Currently, biomarker analysis is another prevalent technique for detecting lung cancer in high-risk populations. Different lung cancer–related components are ideal biomarkers for the detection of lung cancer. The protein, DNA, and RNA referenced in Table 3 are the latest biomarkers to be developed. Compared to these other methods, the RBLC model demonstrates satisfactory performance in terms of sensitivity, specificity, and AUC, and it is much easier to perform. It is noteworthy that 94.74% of early stage (stage I/II) patients were distinguished by RBLC (see Multimedia Appendix 1), which implies it has further potential for application for identification of early-stage lung cancer.

Detailed information for the selected key indices for the RBLC model was shown in Table 2, and these indices were listed in decreasing order of importance. Afterward, all the values of these indices were normalized on a scale going from 0 to 1, and then the average values for both positive and negative samples were shown in Table 4. The P values within the table were determined using two-tailed t tests.

Among these key indices, the relationship between lactate dehydrogenase (LDH) and lung cancer has been discussed extensively [44]. The expression of LDH not only increases points in glucose metabolism progression, but research has also shown it has a strong association with lung cancer [45]. In this work, the LDH levels of blood samples from lung cancer patients was significantly different from that of negative samples (P<.001), which is consistent with previous studies as well.

STUDY QUESTIONS:
a - According to the passage on the RBLC lung cancer model, how were the P values in Table 4 determined?
b - Continue the passage on the RBLC lung cancer model from its last sentence.

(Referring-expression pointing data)

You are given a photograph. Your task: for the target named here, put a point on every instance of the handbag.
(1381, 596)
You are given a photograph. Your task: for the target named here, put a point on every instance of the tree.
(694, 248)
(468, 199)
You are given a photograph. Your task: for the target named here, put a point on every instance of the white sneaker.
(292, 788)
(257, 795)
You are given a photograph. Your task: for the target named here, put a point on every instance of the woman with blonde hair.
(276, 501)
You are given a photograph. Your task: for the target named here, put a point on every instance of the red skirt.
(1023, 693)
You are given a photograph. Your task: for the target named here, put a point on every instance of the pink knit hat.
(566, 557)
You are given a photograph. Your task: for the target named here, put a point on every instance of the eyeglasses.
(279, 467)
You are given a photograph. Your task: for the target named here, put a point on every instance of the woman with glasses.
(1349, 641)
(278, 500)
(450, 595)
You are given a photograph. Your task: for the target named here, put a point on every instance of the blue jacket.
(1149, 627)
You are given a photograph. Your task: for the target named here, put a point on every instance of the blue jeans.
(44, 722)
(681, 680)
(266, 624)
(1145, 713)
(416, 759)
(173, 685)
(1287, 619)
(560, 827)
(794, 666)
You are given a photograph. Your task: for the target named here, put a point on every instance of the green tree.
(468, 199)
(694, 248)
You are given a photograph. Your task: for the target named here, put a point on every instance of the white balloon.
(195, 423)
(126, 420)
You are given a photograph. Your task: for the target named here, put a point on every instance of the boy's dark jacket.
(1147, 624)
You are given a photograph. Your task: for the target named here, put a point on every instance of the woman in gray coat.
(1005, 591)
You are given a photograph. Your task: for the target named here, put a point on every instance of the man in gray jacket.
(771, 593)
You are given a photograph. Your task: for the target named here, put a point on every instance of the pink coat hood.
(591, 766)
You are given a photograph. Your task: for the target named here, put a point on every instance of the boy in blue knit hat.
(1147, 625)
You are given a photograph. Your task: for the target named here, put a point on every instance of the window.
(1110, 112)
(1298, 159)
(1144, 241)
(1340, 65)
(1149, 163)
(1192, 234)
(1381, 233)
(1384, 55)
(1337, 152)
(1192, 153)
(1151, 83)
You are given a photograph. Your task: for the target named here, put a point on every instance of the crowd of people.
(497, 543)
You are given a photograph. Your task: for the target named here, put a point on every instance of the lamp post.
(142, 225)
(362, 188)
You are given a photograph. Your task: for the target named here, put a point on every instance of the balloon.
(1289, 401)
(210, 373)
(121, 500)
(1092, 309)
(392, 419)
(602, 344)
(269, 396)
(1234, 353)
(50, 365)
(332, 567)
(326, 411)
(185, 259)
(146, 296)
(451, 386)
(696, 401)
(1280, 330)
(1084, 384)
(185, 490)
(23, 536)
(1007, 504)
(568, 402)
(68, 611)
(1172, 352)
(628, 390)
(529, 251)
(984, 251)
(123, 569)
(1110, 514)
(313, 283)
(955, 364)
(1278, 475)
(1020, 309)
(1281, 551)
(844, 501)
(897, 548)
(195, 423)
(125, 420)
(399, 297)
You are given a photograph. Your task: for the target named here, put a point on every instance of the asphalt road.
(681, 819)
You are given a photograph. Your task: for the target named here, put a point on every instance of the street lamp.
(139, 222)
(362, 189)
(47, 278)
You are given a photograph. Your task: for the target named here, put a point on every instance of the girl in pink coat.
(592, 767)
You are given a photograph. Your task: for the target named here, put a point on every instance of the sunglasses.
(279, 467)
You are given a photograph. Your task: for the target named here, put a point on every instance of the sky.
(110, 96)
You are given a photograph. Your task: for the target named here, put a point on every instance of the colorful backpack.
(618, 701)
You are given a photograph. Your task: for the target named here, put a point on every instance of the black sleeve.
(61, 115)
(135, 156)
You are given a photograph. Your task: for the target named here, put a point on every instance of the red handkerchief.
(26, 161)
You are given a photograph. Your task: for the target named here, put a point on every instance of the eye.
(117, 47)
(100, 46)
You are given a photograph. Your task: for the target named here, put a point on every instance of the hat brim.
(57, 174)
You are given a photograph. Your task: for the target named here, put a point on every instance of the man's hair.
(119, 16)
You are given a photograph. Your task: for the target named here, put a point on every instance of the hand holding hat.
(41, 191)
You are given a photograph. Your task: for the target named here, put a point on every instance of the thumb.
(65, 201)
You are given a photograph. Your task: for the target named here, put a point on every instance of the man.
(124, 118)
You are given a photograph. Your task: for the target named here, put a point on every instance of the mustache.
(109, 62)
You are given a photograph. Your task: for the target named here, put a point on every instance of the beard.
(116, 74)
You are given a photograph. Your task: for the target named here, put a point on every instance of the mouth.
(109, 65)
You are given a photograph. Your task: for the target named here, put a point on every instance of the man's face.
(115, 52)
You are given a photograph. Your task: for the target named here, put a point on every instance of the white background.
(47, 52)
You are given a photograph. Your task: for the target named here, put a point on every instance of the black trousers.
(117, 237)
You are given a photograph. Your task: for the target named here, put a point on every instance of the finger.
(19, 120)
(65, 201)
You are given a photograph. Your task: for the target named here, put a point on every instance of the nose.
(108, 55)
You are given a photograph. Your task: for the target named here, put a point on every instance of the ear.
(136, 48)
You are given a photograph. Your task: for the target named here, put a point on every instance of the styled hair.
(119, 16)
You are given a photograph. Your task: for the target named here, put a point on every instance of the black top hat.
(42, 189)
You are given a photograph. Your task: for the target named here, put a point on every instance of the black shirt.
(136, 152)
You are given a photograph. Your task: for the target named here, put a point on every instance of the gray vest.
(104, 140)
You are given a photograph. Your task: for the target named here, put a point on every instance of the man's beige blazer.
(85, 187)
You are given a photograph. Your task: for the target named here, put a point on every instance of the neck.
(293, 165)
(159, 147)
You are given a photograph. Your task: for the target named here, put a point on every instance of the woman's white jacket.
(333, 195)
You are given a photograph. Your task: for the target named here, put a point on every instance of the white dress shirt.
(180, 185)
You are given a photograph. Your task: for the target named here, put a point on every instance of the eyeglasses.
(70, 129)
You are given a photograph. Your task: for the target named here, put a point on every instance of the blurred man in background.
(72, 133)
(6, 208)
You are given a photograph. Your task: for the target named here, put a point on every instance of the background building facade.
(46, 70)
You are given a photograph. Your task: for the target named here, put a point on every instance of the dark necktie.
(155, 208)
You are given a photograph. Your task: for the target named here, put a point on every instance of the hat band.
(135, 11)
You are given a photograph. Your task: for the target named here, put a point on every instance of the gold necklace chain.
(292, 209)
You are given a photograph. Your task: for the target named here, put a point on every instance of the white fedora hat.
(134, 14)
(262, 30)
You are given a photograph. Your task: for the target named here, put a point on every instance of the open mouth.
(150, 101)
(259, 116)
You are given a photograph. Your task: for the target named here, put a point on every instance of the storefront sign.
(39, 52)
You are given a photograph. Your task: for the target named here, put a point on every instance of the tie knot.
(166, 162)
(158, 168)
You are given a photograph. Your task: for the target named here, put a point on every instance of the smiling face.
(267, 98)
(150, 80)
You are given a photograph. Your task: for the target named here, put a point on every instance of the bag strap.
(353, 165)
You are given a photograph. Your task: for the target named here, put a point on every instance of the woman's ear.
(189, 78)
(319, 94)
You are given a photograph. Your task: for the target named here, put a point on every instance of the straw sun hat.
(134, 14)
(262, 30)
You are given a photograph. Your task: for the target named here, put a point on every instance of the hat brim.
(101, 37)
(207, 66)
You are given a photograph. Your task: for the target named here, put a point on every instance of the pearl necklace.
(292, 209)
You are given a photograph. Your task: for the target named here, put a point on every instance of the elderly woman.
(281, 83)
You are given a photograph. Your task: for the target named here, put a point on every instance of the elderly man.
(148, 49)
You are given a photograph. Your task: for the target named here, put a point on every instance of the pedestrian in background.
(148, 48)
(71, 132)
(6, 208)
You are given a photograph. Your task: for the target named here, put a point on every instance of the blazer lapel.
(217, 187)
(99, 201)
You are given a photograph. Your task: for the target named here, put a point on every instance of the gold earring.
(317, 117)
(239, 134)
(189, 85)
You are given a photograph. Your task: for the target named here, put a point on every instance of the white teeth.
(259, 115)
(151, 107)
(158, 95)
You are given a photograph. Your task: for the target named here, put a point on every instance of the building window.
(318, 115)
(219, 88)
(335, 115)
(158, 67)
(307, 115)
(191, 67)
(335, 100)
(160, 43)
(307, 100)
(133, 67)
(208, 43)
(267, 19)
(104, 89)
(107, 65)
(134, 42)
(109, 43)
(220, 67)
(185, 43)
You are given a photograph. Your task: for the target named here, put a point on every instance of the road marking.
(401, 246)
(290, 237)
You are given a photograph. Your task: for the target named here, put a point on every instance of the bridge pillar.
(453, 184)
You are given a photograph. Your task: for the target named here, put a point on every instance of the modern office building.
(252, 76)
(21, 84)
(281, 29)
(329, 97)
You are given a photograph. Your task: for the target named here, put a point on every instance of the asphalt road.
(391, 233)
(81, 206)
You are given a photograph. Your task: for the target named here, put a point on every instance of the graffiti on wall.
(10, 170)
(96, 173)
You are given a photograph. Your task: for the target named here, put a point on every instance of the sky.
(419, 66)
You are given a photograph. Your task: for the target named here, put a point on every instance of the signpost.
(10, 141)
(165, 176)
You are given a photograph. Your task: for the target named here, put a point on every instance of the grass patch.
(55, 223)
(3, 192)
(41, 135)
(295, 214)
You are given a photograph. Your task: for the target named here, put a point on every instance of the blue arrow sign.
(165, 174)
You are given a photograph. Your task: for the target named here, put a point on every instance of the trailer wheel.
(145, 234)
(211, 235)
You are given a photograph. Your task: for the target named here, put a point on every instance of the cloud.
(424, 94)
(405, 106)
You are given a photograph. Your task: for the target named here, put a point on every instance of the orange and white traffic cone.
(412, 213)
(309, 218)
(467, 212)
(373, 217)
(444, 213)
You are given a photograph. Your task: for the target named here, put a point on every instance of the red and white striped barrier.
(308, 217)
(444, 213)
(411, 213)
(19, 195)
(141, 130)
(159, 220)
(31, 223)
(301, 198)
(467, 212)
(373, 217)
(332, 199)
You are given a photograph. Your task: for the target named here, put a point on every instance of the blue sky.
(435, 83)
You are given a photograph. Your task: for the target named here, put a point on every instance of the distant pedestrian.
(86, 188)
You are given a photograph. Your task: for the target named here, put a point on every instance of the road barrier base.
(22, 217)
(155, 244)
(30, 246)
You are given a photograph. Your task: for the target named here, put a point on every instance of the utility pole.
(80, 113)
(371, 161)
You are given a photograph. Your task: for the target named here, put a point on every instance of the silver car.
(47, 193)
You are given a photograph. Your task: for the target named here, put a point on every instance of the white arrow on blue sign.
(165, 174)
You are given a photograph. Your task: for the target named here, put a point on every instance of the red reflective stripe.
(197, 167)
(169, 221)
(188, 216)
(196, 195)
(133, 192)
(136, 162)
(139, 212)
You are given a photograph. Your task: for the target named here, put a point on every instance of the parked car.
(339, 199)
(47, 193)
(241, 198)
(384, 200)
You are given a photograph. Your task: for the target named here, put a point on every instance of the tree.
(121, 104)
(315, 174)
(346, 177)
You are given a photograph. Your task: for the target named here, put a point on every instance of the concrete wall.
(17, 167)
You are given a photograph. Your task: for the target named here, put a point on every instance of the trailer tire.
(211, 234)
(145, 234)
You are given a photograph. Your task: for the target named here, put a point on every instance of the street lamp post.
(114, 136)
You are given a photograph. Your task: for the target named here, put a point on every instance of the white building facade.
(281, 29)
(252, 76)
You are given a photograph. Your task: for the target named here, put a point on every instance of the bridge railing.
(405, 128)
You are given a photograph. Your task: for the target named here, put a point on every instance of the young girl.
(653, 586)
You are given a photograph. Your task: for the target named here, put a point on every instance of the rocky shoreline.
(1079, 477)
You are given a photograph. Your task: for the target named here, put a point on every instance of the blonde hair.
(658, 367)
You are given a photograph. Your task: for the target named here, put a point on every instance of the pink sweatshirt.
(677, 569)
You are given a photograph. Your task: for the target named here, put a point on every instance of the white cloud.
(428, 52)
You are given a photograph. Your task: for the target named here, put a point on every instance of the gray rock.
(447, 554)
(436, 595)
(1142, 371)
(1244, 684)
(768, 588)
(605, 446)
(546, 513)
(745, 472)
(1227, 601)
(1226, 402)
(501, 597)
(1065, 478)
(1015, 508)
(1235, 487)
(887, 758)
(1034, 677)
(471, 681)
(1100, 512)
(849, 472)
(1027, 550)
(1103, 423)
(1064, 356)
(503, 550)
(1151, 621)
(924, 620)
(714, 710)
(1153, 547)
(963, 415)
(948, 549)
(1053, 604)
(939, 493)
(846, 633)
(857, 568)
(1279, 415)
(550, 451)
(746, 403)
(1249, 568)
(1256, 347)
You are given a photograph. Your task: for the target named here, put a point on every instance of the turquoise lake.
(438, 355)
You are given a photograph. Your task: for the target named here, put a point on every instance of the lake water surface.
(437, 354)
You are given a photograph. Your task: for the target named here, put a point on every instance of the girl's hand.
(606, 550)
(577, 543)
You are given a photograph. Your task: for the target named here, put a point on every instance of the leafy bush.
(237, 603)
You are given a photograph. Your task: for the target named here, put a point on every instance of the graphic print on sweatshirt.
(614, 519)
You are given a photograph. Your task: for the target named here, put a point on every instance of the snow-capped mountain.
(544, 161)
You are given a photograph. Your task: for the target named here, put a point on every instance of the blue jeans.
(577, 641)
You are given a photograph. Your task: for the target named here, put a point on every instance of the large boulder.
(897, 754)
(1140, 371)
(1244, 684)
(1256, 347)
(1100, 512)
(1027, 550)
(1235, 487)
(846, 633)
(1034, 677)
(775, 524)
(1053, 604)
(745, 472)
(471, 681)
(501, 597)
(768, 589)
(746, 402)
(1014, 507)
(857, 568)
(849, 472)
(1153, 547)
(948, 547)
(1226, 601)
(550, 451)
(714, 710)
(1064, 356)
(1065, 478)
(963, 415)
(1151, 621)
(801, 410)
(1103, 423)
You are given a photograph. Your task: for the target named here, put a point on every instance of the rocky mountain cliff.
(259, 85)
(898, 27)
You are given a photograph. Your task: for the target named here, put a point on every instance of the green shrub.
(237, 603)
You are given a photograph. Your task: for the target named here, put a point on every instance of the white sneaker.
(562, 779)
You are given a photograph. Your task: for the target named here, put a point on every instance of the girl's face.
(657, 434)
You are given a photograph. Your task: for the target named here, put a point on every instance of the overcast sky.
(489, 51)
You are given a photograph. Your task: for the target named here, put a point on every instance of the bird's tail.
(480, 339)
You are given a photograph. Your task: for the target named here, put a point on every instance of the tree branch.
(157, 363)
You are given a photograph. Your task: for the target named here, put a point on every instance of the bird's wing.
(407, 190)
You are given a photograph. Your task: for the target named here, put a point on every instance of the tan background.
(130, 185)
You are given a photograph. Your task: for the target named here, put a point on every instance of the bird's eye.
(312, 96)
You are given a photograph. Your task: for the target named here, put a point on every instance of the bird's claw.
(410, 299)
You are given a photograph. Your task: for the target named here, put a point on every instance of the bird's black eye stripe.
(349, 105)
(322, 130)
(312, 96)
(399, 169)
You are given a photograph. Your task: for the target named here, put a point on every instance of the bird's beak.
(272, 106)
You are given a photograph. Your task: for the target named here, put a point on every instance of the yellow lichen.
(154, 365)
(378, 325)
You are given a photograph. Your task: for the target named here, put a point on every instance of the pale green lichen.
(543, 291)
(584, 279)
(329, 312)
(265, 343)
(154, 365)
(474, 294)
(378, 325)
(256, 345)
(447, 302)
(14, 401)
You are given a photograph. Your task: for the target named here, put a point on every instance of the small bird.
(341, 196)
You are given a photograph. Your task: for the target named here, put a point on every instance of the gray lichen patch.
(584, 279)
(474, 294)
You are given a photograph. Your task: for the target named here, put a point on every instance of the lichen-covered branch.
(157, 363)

TASK-BY-TASK OUTPUTS:
a - With two-tailed t tests.

b -
In addition, white blood cell count (WBC) is one of the most commonly used, nonspecific markers of inflammation [46]. Chronic bronchitis in a patient would be accompanied by an increase in their WBC, but the association between lung cancer risk and elevated WBC goes beyond preexisting, increased levels [47]. In addition, most tumors are surrounded by inflammatory cells which play an important role in the pathogenesis of cancer by recruiting immune cells that promote survival of the tumor [48]. Our results, like other studies, show a positive association between WBC and lung cancer, in which lung cancer patients have a relatively higher average WBC than negative samples (P<.001), although most of the indicators are in the normal clinical range. In previous studies, researchers mainly focused on the value of the neutrophil to lymphocyte ratio as a predictor of lung cancer [49], while neutrophil-granulocyte ratio (NE%) wasn’t really considered to be an independent index. The NE% of lung cancer has an obvious difference compared with negative samples (P<.001) in our work, which may be of practical importance.

Research on eosinophil cells (EO#) associated with lung cancer is rarely reported. The significant difference in the EO# between lung cancer samples (P<.001) and negative samples is indicated in this study as well. There is a common view that paraneoplastic processes and distant metastases (to the bone marrow) will increase EO# to some extent [50]. Alkaline phosphatase (ALP) is reported to be associated with cancer metastasis in the literature [51], and it was also a critical index for identifying lung cancer and negative samples in our analysis.

Although creatine kinase isoenzymes (CK-MB) have a good specificity for diagnosis of myocardial infarction, related reports have indicated that the presence of malignant tumors can cause a significant distinction in CK-MB levels [52]. Our study also suggested that CK-MB (P<.001) has a significantly different average value in lung cancer compared to negative samples.

All of above the results demonstrate that the blood indices we selected were related to lung cancer to some extent, but none of them solely exhibits a clear connection and can be used for diagnostic purposes. With the aid of machine learning, through a combination of multiple test items and connections between the complicated patterns of these blood indices, specific diseases may be distinguished. The identification performance of the RBLC model for lung cancer is rather encouraging, as shown in Table 3. We thus believe that machine learning can reveal the complicated correlation between routine blood test data and other serious diseases, which is currently a case of ongoing research in our group.